▶ [EXERCISE]
Say how many of the lines below hold "glasses", writing the number and nothing more.

====== PROVIDED MATERIAL

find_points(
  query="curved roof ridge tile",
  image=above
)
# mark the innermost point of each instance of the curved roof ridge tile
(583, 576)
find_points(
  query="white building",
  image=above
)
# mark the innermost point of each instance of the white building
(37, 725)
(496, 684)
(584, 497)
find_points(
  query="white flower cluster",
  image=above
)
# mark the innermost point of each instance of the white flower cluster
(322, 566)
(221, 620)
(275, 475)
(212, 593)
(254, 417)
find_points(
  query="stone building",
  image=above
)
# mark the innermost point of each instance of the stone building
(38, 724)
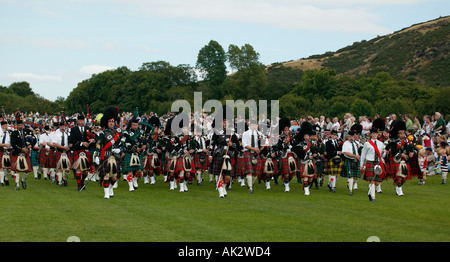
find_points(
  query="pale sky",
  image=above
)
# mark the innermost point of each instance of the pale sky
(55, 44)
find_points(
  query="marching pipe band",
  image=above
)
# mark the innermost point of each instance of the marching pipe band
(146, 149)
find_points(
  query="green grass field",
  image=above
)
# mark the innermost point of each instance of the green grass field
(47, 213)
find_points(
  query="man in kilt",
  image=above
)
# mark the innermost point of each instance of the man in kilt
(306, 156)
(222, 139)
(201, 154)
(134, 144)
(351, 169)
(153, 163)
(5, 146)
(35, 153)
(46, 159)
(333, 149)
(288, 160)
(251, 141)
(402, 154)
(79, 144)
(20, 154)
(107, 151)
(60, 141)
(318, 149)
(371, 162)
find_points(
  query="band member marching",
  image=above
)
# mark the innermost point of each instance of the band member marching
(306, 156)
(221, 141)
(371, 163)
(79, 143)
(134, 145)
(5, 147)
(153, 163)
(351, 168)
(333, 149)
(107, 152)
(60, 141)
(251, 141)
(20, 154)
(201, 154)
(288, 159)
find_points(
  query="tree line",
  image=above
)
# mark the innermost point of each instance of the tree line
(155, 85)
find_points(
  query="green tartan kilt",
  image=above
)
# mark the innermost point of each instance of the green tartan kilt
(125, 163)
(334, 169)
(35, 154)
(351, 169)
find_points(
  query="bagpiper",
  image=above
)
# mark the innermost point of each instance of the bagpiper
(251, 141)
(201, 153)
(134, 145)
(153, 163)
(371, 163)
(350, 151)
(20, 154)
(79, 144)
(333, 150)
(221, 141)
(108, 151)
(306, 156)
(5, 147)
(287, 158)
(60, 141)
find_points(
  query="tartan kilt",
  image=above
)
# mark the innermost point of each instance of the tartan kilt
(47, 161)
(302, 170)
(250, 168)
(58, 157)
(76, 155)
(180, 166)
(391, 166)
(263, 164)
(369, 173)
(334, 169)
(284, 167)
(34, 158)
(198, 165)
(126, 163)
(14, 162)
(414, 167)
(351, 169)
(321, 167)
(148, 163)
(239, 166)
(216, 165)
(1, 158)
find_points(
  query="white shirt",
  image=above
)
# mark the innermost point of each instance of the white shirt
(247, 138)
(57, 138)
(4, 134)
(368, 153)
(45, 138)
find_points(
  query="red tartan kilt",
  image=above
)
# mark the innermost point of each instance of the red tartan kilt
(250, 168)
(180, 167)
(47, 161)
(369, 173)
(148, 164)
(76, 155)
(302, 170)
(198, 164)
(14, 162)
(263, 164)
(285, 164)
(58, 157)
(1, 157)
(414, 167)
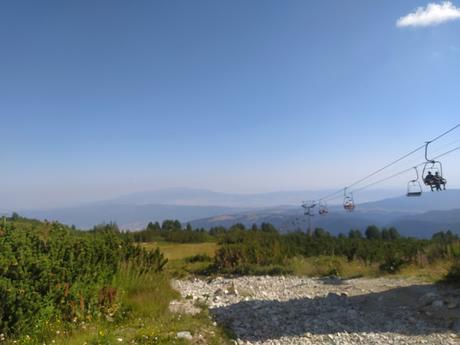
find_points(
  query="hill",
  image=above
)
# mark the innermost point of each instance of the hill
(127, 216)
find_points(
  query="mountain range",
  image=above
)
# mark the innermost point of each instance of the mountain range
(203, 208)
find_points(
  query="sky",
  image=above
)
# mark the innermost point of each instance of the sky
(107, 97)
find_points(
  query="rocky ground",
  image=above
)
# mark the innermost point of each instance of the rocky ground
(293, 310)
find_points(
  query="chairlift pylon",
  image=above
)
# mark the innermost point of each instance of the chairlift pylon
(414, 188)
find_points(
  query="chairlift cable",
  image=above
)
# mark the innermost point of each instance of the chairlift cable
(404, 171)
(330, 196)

============
====== PROVIDED MATERIAL

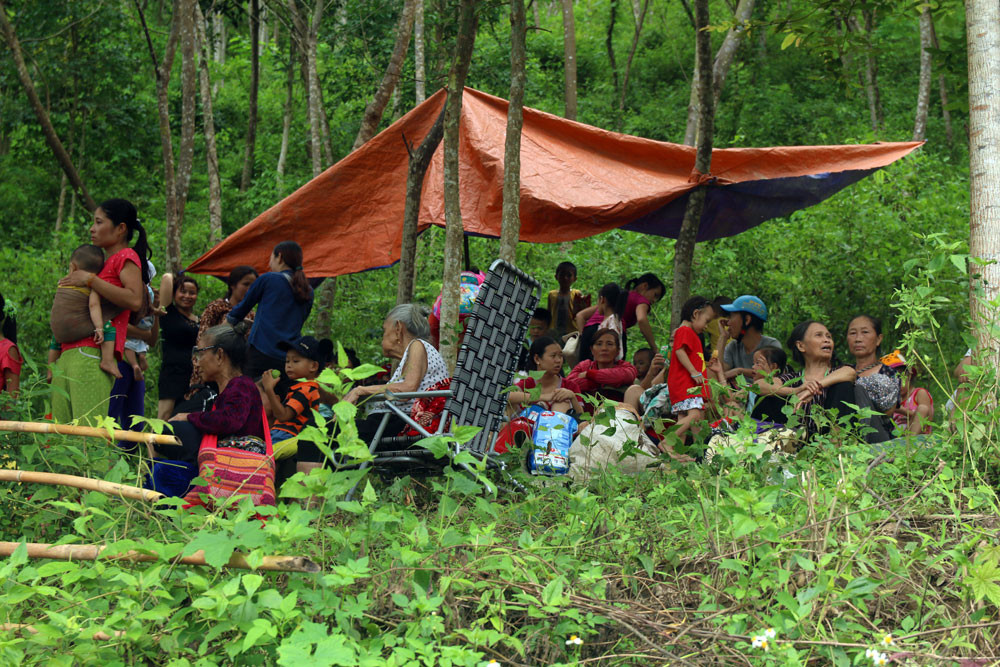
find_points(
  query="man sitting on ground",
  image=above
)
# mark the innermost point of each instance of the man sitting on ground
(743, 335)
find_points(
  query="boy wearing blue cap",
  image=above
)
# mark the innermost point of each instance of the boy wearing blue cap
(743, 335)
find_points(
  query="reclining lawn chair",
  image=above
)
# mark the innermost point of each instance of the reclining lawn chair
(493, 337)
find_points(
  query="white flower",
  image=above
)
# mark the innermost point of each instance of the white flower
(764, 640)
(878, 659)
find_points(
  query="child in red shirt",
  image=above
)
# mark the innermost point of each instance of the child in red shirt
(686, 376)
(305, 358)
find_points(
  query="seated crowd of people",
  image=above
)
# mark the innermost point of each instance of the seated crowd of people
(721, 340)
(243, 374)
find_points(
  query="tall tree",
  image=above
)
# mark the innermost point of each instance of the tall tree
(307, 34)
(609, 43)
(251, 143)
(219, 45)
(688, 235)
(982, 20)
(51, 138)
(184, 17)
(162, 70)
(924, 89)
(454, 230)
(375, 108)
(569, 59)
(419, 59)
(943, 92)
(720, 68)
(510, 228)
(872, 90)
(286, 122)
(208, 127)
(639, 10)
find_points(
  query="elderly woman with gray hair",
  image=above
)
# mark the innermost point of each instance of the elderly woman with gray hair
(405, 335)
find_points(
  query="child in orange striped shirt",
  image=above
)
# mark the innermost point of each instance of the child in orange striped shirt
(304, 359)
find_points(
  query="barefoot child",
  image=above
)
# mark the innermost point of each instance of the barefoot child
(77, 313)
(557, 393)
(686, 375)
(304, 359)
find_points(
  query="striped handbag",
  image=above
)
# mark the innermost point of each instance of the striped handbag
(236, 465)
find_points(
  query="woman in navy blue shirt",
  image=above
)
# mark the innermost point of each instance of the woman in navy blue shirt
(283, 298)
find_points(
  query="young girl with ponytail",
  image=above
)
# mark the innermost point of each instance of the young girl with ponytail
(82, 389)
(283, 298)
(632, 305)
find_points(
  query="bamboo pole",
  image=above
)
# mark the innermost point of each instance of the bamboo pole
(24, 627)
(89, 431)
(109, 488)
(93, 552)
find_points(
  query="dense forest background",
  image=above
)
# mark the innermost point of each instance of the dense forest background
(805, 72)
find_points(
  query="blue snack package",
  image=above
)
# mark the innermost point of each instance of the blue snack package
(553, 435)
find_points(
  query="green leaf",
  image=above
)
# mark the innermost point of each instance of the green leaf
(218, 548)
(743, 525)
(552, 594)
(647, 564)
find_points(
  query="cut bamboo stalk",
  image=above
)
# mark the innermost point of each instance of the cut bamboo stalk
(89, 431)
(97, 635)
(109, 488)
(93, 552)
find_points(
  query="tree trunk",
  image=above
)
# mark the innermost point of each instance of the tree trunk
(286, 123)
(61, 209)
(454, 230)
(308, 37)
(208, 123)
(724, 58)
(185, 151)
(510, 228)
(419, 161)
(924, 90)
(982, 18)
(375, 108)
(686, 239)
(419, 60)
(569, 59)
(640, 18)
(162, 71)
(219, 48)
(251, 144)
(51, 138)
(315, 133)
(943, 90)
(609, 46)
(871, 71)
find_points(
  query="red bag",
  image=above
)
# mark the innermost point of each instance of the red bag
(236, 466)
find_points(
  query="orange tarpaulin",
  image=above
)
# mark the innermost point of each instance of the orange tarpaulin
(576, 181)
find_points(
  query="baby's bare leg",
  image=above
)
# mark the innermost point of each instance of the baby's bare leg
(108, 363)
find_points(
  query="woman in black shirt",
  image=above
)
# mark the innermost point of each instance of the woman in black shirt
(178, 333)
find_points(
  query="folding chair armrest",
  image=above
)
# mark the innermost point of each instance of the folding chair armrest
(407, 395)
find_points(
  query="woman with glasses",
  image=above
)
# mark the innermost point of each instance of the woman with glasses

============

▶ [SOLUTION TO THE EXERCISE]
2